══ DATA ROWS ══
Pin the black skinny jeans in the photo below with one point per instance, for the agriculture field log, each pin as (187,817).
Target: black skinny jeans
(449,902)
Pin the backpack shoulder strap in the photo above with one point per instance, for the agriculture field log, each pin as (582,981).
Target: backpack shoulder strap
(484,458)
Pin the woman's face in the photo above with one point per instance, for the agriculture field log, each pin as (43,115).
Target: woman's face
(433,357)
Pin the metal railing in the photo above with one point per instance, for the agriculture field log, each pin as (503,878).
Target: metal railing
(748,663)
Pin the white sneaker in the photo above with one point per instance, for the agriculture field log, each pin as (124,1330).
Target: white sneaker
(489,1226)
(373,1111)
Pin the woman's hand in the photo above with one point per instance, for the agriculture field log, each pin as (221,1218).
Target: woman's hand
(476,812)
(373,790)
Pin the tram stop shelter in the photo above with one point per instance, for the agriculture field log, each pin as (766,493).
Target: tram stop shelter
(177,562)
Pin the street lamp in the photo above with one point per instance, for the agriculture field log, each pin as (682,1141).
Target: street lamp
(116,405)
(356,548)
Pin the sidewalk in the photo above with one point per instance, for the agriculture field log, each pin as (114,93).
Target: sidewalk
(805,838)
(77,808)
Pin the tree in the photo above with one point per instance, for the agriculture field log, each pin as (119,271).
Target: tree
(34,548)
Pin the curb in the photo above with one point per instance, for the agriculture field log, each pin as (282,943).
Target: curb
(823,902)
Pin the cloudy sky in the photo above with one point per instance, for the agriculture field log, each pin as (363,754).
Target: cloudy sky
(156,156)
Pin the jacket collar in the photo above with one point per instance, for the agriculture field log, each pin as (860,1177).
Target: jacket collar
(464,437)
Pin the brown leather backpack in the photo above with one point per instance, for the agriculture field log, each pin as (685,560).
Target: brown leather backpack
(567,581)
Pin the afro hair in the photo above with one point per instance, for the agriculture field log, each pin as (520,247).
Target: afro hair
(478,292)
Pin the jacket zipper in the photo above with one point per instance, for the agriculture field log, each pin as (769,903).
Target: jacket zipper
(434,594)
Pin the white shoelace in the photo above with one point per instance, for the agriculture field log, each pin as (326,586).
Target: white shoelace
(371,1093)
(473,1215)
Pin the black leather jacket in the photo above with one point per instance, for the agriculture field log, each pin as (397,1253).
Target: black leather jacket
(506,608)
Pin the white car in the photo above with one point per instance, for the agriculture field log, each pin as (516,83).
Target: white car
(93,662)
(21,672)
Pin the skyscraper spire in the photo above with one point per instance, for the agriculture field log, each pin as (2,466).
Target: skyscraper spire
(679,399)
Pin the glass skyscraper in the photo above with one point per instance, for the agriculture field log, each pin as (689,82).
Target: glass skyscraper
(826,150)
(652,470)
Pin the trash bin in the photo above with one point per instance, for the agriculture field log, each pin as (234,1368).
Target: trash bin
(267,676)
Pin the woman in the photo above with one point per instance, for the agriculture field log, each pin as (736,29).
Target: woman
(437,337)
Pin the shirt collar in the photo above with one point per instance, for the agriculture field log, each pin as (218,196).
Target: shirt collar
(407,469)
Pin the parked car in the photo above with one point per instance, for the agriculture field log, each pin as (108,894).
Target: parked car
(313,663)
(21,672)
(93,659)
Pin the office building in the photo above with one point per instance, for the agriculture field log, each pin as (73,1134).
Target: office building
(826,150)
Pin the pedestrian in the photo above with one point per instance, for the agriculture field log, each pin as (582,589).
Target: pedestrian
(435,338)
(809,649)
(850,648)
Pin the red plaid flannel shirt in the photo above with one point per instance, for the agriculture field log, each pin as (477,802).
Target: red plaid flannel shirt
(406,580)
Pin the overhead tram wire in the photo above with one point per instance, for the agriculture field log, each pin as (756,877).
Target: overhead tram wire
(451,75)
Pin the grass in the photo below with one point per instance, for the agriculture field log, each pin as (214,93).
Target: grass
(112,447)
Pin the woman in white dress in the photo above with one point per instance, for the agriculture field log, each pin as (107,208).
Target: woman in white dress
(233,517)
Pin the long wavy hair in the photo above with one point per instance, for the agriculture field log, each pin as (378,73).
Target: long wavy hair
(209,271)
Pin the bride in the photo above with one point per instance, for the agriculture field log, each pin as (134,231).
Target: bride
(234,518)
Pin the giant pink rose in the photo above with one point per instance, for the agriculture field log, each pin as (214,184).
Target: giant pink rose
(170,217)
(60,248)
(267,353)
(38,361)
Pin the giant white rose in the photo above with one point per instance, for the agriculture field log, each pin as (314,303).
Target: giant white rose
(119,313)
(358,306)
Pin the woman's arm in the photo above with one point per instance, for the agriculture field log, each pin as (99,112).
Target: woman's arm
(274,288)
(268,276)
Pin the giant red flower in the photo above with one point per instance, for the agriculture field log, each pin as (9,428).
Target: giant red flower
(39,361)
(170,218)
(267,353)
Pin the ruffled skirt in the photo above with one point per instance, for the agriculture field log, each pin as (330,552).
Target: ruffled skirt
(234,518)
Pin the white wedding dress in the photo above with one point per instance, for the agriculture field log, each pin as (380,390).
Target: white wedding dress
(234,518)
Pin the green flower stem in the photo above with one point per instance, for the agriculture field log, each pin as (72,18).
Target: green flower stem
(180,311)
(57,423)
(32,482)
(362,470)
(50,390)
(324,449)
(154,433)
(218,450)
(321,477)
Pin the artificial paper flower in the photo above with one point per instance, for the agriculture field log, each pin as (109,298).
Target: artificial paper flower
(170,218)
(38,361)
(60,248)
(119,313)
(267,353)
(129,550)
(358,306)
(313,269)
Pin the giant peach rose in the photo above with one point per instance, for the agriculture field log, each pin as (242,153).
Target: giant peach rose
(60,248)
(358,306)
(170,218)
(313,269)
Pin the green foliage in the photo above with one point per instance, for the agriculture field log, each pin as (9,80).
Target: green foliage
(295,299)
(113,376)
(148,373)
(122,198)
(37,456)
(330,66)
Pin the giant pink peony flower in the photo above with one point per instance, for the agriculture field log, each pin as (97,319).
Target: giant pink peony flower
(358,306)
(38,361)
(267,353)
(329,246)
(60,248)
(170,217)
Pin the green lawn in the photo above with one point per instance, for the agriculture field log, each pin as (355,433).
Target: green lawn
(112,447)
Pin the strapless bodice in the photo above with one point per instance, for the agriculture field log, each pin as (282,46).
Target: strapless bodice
═══
Please repeat all of the rows above word for word, with nothing changed.

__RESULT OF THE TASK__
Pin the black skinny jeans in the photo below with one point per instance, for the agriculture field log, each pin as (187,817).
Target: black skinny jeans
(449,902)
Pin the backpack shoulder strap in the photo above with one point per instance, for the agriculture field log, each pin as (582,981).
Target: backpack shoulder strap
(484,458)
Pin the woman's face in the photo above with one point per instance, for the agriculture field log, each pin as (43,115).
Target: woman's face
(433,357)
Pin the metal railing in the photo above with one point per instance, for the agriculture field log, each pin as (503,878).
Target: metal railing
(748,663)
Pin the white sneaker in the photo above with one point per instance, for the agriculture field log, each pin as (124,1330).
Target: white sneaker
(489,1226)
(373,1111)
Pin the woman's hand in the photo above with one point per instance, for the agriculture field log, each pin as (221,1218).
Target: woman's hand
(476,812)
(373,790)
Pin the tram stop shelter in the photo above with one point per instance, for the agriculture field log, each pin as (766,493).
Target: tram stop shelter
(177,562)
Pin the street lamp in the photo above with one point per instance, for the agriculture field log, each pin as (682,1141).
Target: street lamp
(116,405)
(356,548)
Pin the sidewalk in the photo above with one point per instance, for the agriculture field log, each pin as (114,93).
Target: sidewalk
(805,838)
(77,808)
Pin the tree in the photo above with one point per instance, for the agriculture field log, each pin as (119,271).
Target: tree
(34,548)
Pin the curb in the photo above with one point per instance, for the agriculture field log, each pin as (282,943).
Target: curb
(823,902)
Pin the cloudy sky in the photo above with one point per instance, for the agriculture field log, each pin as (363,754).
Target: cloudy sky
(156,156)
Pin the jacket collar in the photo above with one point per instance, for the agriculture field log, each pin as (860,1177).
Target: jacket collar
(464,437)
Pin the brown leather backpack in the photo above with one point per instance, for the agriculture field log, each pin as (685,560).
Target: brown leather backpack
(567,581)
Pin the afro hair in the photo above with one point per instance, for the agriculture field log, each pin as (520,247).
Target: afro hair
(478,292)
Pin the jacket zipper in the photo above with one point per instance, for the agriculture field log, each pin as (769,903).
Target: jacket zipper
(434,594)
Pin the white shoelace in the photo above with one point per instance, for the agriculture field log, each pin as (326,586).
Target: white shoelace
(371,1093)
(473,1215)
Pin the black leather jacket in the photo above with one point per instance, for the agriculture field log, each pin as (397,1253).
Target: black leather jacket
(506,608)
Pin the white car in the photo above with one point per instance, for the agriculture field log, each pin as (516,83).
Target: white car
(93,662)
(21,672)
Pin the skyscraper spire in the photo above with one point per instance, for the agriculture field log, each pin as (2,466).
Target: skyscraper spire
(679,399)
Pin the glass skyscraper in the photo above with one point per instance, for the agriculture field log, each pin as (689,82).
Target: glass skyscraper
(826,150)
(652,470)
Pin the trash bin in the photo above with one point per instance, for the agriculture field log, each pin as (234,1368).
Target: trash bin
(267,676)
Pin the woman in the photo above with one point per instance, for the agriculture field log, each pin as (736,29).
Target: woman
(437,337)
Pin the shirt collar in the photo above with one point per instance, for the agriculture field log, each pin as (218,196).
Target: shirt collar
(407,469)
Pin the parked car in the photo above with one point per instance, for the agriculture field log, each pin as (108,894).
Target: parked car
(313,663)
(21,672)
(93,659)
Pin the office building in the photo above with one point per instance, for the agriculture field log, each pin as (73,1134).
Target: office building
(826,150)
Pin the pedestrian in the photo above with one point per instance, for the agriculture field log, each pin as (582,589).
Target: pedestrian
(435,338)
(809,649)
(850,648)
Pin the red plaid flannel shirt in the photo above with one point per instance, for the agriculture field log, each pin as (477,802).
Target: red plaid flannel shirt
(406,580)
Pin the overhead tram wire in the photo above with one point per instance, for the agriculture field log, each pin as (756,877).
Target: overhead tram wire
(451,75)
Pin the grass in the photo below with one point per instance, for the agriculture field log, each pin as (214,93).
Target: grass
(112,447)
Pin the woman in white dress in the photo above with one point per instance, for the agriculture field log, each pin as (107,208).
Target: woman in white dress
(233,517)
Pin the long wavy hair in the photo above with one point per instance, for the agriculture field log, each pin as (378,73).
Target: long wavy hair
(209,271)
Pin the bride in the photo above with one point per instance, for the agriculture field log, each pin as (134,231).
Target: bride
(234,518)
Pin the giant pink rose in the photo above with one point per instance, for the agriculture field log, each pin as (214,184).
Target: giant pink rose
(170,217)
(60,248)
(267,353)
(38,361)
Pin the giant white rose in the photo above with one point per instance, for the agriculture field log, each pin as (314,303).
Target: giant white rose
(119,313)
(358,306)
Pin the woman's arm in the photo above with one point per instance, for the agriculture field log, each pin as (99,112).
Target: woman's arm
(274,288)
(268,276)
Pin the giant red flower in the photo above with one point per instance, for the agriculture field log, each pin as (9,428).
Target: giant red flower
(39,361)
(170,218)
(267,353)
Pin the ruffled skirt in the photo above with one point per instance, for the agriculture field log, each pin as (330,552).
Target: ruffled skirt
(234,518)
Pin the white wedding dress in the photo above with one point per instance, for the agriculture field log, each pin as (380,390).
Target: white wedding dress
(234,518)
Pin the green flower stem in the photo above with one point per instance, for the agriculture field log, each pin as (72,18).
Target: green flower stem
(180,311)
(57,423)
(32,482)
(362,470)
(50,390)
(324,449)
(154,433)
(218,450)
(321,477)
Pin the artificial paper flower in the photo above with one point per instance, for the agriculture field log, each pin as (109,298).
Target: artificial paper flower
(170,218)
(38,361)
(60,248)
(119,313)
(267,353)
(129,550)
(358,306)
(313,269)
Pin the giant peach rose in the photo above with one point per instance, for the agriculture field log, each pin as (242,153).
Target: giant peach rose
(60,248)
(358,306)
(170,218)
(313,269)
Pin the green foliage in the photo above with one point per instance, for the agriculture field log, each pin as (9,80).
Target: green foliage
(295,299)
(113,376)
(148,373)
(122,198)
(37,456)
(330,66)
Pin the giant pink peony flower in the photo above with one point per instance, for the agriculture field log, each pin as (97,319).
Target: giant pink peony flower
(358,306)
(38,361)
(267,353)
(329,246)
(60,248)
(170,217)
Pin the green lawn in the photo above with one point per instance, for the agriculture field log, each pin as (355,433).
Target: green lawn
(112,447)
Pin the strapless bodice in the photo above with one point per instance, for the agriculture field log, each pin as (282,46).
Target: strapless bodice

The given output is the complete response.